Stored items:
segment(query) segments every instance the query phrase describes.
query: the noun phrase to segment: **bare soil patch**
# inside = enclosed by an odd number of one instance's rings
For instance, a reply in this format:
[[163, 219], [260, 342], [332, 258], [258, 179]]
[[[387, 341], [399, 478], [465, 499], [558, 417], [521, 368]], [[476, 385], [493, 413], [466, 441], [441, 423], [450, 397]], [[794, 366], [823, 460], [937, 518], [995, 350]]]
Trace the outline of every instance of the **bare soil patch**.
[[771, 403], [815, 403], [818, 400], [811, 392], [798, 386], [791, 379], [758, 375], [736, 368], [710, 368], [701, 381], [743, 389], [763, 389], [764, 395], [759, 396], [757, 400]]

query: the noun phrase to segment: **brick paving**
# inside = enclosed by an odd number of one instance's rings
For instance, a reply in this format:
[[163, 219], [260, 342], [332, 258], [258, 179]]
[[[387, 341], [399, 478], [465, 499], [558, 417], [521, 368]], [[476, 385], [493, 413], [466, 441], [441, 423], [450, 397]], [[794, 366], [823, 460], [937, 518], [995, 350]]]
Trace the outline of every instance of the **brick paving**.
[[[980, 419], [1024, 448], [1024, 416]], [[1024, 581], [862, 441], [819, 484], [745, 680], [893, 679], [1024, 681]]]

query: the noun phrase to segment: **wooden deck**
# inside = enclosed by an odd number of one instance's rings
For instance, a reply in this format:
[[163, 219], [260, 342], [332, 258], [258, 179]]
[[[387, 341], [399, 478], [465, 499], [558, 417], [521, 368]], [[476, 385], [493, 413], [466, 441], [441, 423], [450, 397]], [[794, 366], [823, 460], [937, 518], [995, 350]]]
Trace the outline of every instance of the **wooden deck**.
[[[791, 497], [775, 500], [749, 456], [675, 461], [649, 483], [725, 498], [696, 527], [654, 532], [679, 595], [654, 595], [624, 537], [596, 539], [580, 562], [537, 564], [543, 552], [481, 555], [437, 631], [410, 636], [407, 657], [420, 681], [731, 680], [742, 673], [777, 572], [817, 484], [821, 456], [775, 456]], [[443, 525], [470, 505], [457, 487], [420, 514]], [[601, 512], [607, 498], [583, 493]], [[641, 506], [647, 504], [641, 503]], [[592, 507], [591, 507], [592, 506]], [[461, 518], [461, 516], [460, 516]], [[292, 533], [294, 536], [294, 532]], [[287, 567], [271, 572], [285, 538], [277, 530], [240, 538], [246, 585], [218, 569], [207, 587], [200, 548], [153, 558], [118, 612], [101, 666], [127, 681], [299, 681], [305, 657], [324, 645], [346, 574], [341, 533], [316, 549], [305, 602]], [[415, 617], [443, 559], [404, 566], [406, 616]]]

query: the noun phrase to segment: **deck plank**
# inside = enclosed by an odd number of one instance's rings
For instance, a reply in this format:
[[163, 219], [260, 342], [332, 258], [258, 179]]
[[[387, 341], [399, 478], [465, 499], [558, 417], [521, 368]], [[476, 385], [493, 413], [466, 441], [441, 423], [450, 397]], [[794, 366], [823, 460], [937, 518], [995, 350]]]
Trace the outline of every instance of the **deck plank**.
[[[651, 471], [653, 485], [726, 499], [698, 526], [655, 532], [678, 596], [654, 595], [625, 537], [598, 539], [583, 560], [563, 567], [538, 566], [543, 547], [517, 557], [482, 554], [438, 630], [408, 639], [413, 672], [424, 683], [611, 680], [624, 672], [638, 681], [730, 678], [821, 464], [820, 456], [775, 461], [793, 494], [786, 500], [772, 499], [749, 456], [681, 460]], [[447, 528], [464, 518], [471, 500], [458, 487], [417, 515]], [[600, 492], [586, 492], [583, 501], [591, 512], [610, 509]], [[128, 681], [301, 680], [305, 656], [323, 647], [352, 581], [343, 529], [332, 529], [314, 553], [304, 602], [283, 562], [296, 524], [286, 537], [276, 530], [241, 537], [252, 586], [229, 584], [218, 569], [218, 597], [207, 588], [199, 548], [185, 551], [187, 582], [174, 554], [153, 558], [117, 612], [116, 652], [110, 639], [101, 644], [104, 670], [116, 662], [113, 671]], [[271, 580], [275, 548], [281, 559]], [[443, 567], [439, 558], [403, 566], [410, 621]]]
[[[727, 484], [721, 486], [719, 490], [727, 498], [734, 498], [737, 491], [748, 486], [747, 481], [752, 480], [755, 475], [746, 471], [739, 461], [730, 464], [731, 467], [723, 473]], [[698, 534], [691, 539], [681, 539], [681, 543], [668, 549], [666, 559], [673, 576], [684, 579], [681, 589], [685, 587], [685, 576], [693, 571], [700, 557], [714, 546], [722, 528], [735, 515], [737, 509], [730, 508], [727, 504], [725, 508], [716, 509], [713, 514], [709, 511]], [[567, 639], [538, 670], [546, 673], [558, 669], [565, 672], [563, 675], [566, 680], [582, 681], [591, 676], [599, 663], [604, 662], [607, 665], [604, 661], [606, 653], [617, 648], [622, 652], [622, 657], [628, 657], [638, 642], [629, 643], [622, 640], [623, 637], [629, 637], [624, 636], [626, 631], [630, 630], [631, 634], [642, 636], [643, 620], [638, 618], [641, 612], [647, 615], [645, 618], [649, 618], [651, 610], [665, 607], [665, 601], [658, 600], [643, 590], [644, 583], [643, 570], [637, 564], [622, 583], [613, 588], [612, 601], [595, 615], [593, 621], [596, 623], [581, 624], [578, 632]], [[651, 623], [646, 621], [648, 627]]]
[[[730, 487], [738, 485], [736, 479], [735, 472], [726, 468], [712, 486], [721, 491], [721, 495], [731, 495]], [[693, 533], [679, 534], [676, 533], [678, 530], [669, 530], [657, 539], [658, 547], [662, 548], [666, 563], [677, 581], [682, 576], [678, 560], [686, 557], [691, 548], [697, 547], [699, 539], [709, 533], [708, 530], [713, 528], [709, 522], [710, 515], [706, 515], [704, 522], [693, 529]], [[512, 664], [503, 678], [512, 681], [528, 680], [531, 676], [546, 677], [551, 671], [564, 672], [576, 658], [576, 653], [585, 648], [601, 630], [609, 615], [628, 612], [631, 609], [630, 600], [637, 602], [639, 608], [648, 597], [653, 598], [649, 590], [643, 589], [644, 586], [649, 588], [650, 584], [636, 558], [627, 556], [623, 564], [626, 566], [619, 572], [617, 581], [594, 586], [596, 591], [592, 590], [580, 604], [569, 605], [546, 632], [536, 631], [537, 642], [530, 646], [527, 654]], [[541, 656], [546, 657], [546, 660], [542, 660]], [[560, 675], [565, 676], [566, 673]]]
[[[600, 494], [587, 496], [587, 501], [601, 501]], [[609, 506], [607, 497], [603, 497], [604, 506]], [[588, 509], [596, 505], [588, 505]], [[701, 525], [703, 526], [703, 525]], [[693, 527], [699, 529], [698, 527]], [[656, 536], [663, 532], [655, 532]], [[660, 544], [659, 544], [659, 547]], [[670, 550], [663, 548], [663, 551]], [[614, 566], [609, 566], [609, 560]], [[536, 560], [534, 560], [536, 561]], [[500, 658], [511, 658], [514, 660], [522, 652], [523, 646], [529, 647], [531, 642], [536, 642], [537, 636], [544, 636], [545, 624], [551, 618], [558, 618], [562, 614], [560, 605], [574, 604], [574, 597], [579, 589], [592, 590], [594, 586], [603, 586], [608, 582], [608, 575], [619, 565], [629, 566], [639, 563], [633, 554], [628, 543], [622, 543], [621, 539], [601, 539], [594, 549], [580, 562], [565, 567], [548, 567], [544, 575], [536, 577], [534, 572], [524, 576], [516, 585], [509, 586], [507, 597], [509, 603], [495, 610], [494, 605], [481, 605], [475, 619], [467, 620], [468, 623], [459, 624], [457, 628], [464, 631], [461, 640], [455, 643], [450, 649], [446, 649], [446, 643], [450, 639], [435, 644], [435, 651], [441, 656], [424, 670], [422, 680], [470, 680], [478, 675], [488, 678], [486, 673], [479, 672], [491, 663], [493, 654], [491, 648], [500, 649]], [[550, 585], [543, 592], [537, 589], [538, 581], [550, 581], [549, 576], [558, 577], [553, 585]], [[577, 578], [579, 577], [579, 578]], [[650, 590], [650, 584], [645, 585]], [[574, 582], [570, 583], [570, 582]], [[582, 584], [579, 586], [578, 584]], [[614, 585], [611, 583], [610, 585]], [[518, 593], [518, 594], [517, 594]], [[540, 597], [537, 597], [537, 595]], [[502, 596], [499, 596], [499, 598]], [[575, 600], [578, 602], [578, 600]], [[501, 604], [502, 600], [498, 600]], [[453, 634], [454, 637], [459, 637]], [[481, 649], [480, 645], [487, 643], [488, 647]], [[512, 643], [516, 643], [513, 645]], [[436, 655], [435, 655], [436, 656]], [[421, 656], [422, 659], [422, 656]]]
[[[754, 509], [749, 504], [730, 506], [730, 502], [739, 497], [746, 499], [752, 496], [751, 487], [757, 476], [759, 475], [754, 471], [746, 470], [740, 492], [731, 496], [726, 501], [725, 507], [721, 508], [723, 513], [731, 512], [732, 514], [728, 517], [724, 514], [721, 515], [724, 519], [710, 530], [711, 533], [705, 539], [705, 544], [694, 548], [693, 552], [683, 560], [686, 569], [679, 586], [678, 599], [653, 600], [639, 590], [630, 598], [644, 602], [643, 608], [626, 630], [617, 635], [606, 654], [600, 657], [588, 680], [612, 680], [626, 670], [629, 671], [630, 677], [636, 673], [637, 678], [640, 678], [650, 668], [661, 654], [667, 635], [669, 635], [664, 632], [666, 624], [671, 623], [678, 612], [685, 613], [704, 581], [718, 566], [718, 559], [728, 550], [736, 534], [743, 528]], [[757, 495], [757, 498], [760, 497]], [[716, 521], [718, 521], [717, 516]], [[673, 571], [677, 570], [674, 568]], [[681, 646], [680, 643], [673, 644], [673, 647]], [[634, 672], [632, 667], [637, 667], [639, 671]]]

Exercise aim: Each line that holds the word "phrase" should be extracted from the records.

Answer box:
segment(query) segments every instance the query phrase describes.
query: the noun phrase to segment: **bare soil patch**
query: the noun phrase to segment: **brick paving**
query: the noun phrase to segment: **wooden deck**
query: the noun phrase to segment: **deck plank**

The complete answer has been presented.